### Aim of the exercise
Write out the part of the comment thread below on transformers and solar storms from "2. Places where" to "system back up.", word for word.

### Passage to read
== Segment start ==

1. Places where you can replace insulation. A house has too low delta T, but I could imagine the inside of the burn chamber of a central heating installation.
2. Places where heat is generated for the specific purpose of powering these thermoelectric tiles. Then you have less losses from normal thermal conductivity.

Comment Re:Low hanging fruit (Score 1) 95

A blown transformer can be replaced. No problem. 2000 blown transformers including the one that powers the transformer factory is a whole other matter. It would probably take years to get the system back up.

Lightning protection doesn't work as well as it seems. Lightning protection is based on short high voltage high current spikes that blow the transformer in a fraction of a second.
The low voltage "fry a transformer in an hour" DC currents a CME would inject in the system are a different matter entirely. Sure, if the cable is decoupled on both ends the voltage will rise to above the lightning arrester's breakthrough voltage and just arc the energy away but that doesn't work if the cable is not decoupled.
Currently decoupling the cables is a manual job that can not be done for all transformers in the country in the 3 days of heads up a CME gives us.

Comment Re:Low hanging fruit (Score 1) 95

Solar flares aren't exactly FUD.
A big CME that hits earth will take out the electrical grid on the side of the planet it hits.
Problem is, it would be unaffordable to prepare for the energy that would dump into the net. The currents would be massive and unlike lightning strikes a higher placed cable isn't going to fix it. You'd need to do something like equipping all masts with a lightning arrester AND make it possible to physically short the in- and outputs for all transformers. Then the amount of igniting/exploding transformers might be manageable.

== Segment end ==

### Data
== Segment start ==

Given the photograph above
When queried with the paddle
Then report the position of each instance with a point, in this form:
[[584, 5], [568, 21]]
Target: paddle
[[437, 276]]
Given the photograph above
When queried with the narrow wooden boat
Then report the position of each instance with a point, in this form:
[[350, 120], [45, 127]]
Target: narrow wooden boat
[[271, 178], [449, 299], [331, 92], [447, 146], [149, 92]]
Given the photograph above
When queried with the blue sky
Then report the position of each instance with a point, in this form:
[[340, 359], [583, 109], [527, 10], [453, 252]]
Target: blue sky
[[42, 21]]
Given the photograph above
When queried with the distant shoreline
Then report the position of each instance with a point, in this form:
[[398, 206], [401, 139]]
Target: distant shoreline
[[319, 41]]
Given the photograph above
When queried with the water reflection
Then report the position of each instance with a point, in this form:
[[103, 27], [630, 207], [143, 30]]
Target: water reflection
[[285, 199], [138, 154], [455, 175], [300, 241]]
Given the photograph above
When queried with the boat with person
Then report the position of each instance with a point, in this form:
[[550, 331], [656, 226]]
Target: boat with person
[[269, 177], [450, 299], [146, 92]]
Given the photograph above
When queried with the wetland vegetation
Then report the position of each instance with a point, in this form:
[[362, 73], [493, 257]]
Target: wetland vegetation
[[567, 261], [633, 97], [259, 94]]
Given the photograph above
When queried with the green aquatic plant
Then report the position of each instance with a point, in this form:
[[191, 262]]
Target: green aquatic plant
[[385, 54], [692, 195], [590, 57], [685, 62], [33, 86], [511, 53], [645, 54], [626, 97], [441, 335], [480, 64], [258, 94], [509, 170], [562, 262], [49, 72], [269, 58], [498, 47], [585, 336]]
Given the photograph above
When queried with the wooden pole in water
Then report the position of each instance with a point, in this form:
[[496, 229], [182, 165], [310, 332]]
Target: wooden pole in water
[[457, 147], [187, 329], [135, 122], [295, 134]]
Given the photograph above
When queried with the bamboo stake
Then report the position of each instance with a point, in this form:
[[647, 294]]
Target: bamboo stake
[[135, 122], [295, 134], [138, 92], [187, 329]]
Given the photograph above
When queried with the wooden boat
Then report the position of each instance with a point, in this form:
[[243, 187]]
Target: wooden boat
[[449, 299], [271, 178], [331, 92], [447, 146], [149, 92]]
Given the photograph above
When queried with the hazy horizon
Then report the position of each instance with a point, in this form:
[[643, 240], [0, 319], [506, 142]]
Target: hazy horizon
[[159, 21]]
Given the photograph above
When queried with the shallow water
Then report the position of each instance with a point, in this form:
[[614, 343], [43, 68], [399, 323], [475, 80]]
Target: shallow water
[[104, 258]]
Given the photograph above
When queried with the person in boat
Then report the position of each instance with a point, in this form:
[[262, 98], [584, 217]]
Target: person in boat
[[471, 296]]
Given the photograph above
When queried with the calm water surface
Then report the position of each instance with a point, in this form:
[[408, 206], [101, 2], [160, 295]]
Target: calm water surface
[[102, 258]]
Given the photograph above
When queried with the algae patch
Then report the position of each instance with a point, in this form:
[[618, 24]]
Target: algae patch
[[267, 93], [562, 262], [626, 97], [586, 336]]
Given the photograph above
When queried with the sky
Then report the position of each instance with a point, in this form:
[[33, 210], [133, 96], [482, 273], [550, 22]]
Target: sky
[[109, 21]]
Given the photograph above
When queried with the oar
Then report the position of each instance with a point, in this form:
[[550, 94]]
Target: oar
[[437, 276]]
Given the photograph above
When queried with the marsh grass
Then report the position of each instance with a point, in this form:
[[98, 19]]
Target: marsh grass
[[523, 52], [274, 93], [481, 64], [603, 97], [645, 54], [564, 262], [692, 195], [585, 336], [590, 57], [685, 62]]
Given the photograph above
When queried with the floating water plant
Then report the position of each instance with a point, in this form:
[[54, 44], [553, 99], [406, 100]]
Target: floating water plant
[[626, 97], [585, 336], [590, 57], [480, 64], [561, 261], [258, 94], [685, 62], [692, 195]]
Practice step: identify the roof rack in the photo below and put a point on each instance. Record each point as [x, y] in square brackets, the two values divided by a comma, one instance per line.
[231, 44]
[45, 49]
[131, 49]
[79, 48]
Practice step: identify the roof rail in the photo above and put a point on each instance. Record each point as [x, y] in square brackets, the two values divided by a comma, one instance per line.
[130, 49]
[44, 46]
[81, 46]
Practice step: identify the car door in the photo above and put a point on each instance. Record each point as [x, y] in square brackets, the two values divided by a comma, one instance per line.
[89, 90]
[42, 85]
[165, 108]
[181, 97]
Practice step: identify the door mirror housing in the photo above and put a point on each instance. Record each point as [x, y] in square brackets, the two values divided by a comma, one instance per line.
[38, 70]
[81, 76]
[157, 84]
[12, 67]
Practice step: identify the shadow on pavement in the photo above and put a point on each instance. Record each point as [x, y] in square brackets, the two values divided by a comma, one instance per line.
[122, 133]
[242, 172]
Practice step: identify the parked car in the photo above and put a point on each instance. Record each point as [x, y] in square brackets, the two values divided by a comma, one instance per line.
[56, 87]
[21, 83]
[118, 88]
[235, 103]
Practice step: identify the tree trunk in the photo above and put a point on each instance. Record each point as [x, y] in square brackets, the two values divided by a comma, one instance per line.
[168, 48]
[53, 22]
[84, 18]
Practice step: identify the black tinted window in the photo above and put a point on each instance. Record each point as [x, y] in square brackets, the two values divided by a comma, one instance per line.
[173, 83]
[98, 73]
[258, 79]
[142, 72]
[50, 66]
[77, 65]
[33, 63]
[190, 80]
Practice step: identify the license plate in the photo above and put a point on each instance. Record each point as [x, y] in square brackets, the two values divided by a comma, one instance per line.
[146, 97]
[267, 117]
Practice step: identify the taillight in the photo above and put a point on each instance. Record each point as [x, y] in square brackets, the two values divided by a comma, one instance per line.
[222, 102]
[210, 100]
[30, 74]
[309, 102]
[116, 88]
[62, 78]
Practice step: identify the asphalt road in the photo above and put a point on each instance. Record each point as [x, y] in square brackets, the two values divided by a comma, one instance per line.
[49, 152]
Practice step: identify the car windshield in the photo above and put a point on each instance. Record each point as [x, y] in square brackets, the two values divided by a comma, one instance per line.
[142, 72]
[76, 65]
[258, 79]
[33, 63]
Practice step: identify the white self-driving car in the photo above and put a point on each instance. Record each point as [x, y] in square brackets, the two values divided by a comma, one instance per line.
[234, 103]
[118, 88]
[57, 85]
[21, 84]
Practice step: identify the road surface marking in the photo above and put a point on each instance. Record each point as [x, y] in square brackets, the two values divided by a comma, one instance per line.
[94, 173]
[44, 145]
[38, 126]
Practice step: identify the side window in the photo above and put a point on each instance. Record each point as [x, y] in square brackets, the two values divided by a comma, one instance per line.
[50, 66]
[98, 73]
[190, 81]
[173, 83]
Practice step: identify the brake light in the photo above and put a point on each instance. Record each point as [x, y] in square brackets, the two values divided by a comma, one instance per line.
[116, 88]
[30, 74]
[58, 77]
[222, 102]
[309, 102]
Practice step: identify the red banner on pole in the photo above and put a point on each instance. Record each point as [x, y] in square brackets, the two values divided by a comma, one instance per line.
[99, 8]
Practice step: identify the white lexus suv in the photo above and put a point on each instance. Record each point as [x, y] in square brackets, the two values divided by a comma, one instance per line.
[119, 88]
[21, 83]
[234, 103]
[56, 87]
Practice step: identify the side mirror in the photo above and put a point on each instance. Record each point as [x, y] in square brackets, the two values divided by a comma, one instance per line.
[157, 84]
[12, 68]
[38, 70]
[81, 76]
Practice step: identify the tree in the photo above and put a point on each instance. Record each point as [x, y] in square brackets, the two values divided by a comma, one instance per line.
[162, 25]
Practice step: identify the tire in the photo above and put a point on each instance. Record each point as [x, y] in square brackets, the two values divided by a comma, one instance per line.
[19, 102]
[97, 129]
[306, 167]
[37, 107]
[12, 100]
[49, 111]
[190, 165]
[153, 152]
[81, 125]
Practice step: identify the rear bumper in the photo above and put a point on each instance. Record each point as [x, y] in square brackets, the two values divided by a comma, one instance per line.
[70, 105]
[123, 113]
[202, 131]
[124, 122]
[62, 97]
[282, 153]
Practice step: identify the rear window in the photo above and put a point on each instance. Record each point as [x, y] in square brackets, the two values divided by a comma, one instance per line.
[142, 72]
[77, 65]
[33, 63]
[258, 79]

== Segment end ==

### Response
2. Places where heat is generated for the specific purpose of powering these thermoelectric tiles. Then you have less losses from normal thermal conductivity.

Comment Re:Low hanging fruit (Score 1) 95

A blown transformer can be replaced. No problem. 2000 blown transformers including the one that powers the transformer factory is a whole other matter. It would probably take years to get the system back up.